**Written problem A**
In the records below, write out again the part that opens with the line containing "#detect exhaust tailpipe" and closes with the line containing "top-left (409, 561), bottom-right (643, 783)", both included, keeping every request line and format sample unchanged but multiplying each bounding-box coordinate in the answers by 2.1 and rounding to whole numbers, halves up. Give only those lines.

**Document text**
Skip to content

Conversation

@potiuk
Copy link
Member

@potiuk potiuk commented Jan 6, 2024

MyPy as used in our static checks has slightly different heuristics
when running on on individual files and whole packages. This sometimes
causes semi-random failures when different set of files is produced
when pre-commits split the files between parallel processes.

The regular mypy-* pre-commits work by passing filenames to mypy
checks, and when --all-files flag is passed to mypy, this means
that 2700 files are passed. In this case pre-commit will split such
long list of files to several sequential muypy executions. This
is not very good because depending on the list of files passed,
mypy can split the list diferently and results will be different
when just list of files changes - so mypy might start detecting
problems that were not present before.

**Exercise data**

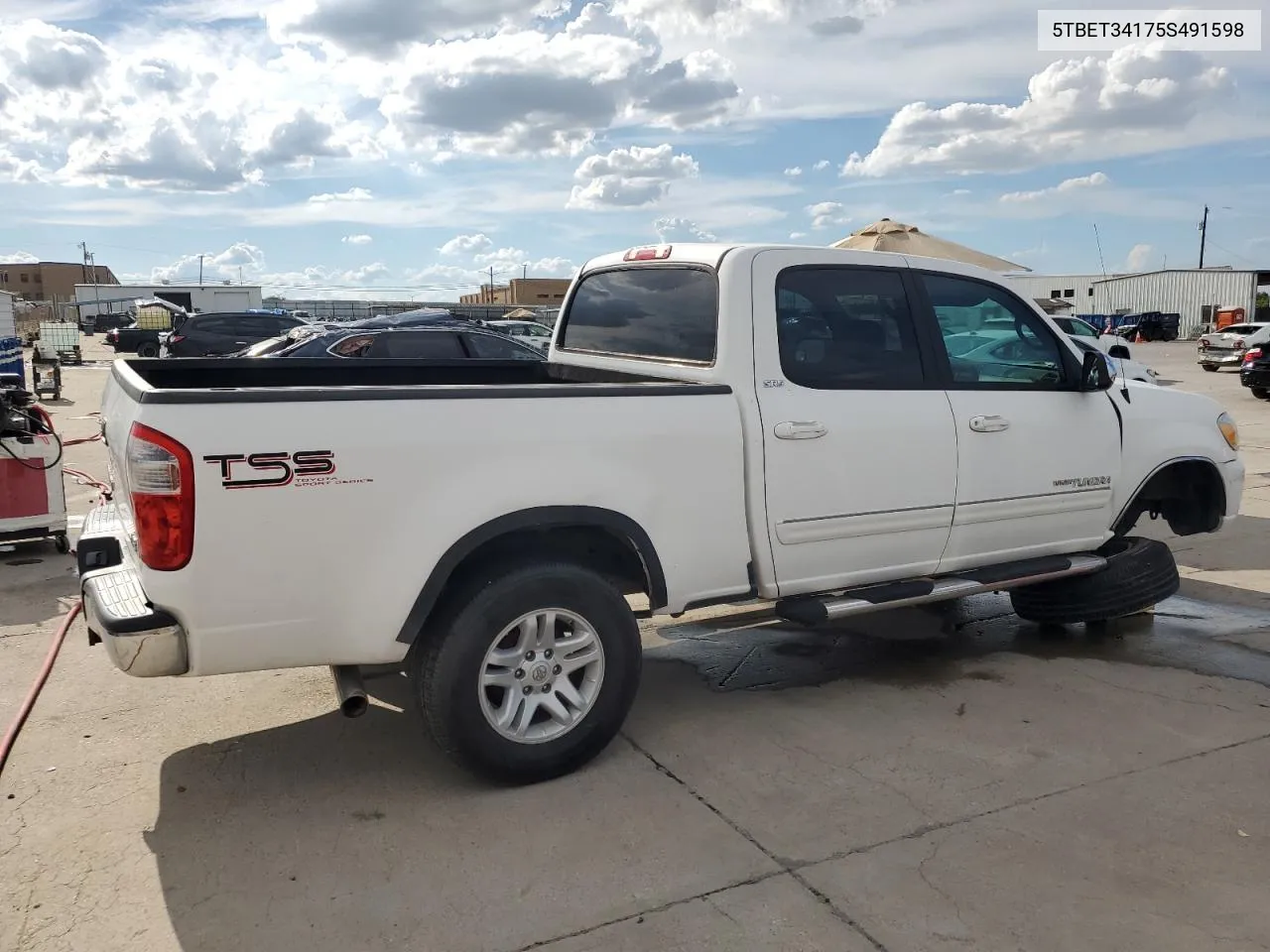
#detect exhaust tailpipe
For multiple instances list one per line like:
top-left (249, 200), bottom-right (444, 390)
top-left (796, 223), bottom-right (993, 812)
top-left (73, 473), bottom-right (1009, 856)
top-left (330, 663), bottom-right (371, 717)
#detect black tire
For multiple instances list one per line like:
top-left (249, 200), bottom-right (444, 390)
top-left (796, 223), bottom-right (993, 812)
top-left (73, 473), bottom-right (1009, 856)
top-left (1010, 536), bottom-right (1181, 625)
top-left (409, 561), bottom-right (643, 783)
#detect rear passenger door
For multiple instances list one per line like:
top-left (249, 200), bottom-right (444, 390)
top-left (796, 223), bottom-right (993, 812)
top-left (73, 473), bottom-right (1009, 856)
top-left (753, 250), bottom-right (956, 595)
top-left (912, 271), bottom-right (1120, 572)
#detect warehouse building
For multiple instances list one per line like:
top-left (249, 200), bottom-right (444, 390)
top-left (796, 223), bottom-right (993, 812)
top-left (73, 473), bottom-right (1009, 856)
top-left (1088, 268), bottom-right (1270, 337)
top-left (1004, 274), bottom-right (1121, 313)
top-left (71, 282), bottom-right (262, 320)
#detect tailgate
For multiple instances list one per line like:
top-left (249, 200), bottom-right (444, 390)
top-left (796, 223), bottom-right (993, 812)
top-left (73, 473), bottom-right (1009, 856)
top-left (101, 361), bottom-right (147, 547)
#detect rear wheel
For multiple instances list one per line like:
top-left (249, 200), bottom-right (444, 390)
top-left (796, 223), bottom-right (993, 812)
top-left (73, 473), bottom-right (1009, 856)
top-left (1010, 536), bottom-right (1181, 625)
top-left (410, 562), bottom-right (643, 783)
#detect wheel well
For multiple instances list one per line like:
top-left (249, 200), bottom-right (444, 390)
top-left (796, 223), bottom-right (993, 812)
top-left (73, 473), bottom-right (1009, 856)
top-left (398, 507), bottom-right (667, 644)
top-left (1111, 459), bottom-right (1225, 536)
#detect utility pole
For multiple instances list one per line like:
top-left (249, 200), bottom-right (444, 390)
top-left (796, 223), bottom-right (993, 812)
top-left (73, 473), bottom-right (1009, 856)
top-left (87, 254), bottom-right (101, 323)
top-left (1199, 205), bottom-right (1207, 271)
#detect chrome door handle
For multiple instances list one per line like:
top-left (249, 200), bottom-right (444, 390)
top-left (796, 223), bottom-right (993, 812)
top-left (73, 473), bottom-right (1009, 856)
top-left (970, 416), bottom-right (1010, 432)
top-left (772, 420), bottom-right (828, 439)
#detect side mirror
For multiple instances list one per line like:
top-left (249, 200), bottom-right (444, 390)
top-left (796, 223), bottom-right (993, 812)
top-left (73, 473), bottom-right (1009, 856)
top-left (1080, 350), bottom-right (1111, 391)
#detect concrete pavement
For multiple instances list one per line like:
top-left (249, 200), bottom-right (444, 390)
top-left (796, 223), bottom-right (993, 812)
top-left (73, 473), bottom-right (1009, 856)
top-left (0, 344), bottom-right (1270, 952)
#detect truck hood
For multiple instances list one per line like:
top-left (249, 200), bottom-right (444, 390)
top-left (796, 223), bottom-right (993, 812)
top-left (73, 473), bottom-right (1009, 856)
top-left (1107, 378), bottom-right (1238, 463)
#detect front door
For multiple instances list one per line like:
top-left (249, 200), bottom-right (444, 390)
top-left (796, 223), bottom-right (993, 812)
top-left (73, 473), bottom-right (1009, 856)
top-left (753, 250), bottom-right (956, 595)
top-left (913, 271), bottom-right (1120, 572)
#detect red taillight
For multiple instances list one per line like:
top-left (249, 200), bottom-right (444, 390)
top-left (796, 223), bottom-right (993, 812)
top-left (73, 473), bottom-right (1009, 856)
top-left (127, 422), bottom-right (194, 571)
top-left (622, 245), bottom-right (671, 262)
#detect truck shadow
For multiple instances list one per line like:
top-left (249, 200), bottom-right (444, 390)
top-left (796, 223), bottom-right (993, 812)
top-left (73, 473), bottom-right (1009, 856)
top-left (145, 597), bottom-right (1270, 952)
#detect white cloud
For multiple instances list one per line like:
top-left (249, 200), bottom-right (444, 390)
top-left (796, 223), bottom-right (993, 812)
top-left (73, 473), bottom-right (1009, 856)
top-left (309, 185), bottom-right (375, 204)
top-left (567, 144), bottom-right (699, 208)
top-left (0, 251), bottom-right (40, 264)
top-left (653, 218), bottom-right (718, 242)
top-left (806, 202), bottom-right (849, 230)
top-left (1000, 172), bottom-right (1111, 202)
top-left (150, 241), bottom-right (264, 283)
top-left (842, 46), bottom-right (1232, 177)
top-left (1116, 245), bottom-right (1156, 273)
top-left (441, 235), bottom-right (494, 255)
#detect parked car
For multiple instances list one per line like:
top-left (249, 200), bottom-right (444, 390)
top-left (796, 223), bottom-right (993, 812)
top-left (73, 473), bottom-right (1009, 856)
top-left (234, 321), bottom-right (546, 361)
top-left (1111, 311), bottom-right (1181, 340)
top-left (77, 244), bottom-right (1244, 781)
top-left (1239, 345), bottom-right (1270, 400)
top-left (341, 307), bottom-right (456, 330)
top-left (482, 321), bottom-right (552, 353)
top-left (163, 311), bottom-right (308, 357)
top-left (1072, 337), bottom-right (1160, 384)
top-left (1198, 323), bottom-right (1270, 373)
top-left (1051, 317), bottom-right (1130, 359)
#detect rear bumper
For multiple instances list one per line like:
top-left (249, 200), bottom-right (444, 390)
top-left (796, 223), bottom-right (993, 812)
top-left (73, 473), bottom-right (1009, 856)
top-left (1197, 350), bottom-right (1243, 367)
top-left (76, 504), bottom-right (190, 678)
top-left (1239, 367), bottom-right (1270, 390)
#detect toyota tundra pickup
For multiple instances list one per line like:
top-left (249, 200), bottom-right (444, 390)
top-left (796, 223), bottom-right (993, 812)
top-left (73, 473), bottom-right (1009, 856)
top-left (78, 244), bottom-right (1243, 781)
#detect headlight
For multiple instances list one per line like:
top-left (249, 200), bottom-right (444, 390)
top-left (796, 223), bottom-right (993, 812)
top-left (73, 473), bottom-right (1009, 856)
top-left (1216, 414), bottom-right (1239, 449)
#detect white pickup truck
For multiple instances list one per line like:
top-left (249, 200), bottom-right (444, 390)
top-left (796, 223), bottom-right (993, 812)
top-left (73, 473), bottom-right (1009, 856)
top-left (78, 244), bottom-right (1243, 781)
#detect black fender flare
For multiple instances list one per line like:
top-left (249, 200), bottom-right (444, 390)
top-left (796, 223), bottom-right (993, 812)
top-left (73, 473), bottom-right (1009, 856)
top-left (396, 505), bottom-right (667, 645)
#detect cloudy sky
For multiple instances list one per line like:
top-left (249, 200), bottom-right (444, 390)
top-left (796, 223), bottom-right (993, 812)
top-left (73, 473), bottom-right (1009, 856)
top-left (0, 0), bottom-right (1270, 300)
==
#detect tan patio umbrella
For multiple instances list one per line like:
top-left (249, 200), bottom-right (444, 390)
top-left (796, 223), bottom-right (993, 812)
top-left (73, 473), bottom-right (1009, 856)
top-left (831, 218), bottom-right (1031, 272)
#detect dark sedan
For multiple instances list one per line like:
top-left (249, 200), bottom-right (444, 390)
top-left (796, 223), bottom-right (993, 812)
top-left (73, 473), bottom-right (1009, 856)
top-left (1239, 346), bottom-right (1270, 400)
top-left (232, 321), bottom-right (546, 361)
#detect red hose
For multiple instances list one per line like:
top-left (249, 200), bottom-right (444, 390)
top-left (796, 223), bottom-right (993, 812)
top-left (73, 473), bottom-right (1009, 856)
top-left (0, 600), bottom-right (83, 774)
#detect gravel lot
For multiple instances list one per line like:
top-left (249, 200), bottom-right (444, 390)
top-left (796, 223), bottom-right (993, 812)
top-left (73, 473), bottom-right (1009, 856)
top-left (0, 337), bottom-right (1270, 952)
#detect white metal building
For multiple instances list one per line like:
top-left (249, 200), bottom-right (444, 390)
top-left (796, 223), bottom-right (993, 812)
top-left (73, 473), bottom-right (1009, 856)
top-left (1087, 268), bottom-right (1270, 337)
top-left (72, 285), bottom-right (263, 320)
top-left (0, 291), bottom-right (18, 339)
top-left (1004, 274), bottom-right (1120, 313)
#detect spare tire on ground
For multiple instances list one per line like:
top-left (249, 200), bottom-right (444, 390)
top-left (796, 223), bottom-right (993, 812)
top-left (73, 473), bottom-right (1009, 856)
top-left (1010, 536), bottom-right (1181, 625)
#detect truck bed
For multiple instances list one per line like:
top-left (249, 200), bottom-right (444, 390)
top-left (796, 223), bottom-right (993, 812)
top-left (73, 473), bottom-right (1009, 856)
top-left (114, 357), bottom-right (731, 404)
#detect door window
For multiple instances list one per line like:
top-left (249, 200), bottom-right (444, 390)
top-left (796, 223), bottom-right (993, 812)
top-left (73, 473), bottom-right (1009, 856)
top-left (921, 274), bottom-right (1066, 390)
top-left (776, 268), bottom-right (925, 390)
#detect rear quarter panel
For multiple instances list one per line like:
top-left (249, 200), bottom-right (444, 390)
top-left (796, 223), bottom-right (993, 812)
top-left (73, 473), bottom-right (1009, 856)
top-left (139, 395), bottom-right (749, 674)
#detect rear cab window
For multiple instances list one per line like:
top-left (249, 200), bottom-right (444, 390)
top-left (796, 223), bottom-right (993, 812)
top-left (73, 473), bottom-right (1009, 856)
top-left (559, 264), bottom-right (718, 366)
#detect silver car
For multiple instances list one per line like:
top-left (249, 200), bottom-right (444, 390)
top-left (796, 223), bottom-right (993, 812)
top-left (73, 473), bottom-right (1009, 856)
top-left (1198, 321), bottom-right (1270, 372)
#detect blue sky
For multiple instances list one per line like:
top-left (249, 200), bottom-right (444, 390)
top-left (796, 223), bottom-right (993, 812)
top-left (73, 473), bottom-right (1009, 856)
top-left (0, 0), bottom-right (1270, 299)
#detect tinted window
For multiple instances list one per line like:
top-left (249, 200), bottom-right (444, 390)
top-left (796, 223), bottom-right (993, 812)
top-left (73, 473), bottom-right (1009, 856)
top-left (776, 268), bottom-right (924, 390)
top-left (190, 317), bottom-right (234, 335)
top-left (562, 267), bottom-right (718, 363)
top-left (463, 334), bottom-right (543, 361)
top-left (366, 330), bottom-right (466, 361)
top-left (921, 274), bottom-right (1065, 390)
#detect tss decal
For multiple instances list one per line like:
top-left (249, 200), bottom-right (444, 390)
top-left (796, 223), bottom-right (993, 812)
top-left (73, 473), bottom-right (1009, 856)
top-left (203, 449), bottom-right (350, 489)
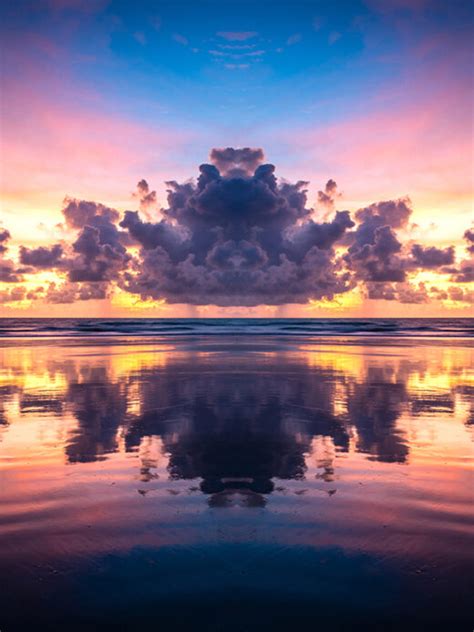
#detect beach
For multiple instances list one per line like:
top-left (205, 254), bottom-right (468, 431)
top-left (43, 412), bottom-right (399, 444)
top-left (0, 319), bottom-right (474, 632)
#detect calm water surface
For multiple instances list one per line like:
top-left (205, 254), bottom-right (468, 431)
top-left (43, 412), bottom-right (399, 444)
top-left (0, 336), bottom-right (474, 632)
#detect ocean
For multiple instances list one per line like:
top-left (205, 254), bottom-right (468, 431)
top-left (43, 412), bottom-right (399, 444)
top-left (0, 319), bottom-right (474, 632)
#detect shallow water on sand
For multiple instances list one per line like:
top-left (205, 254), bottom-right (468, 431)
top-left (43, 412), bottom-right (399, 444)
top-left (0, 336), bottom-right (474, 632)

**Written problem B**
Reproduce, word for word, the part of the mypy text above that opens with the words "Skip to content" and closes with "between parallel processes.".

**Problem solution A**
#detect exhaust tailpipe
For multiple instances list one per line like:
top-left (249, 200), bottom-right (444, 390)
top-left (796, 223), bottom-right (993, 812)
top-left (73, 473), bottom-right (1009, 856)
top-left (693, 1392), bottom-right (779, 1506)
#detect black tire
For multiple instances list one per line like:
top-left (249, 200), bottom-right (444, 390)
top-left (796, 223), bottom-right (993, 812)
top-left (73, 473), bottom-right (1009, 856)
top-left (2121, 1126), bottom-right (2480, 1313)
top-left (859, 1178), bottom-right (1350, 1644)

**Problem solution B**
Skip to content

Conversation

@potiuk
Copy link
Member

@potiuk potiuk commented Jan 6, 2024

MyPy as used in our static checks has slightly different heuristics
when running on on individual files and whole packages. This sometimes
causes semi-random failures when different set of files is produced
when pre-commits split the files between parallel processes.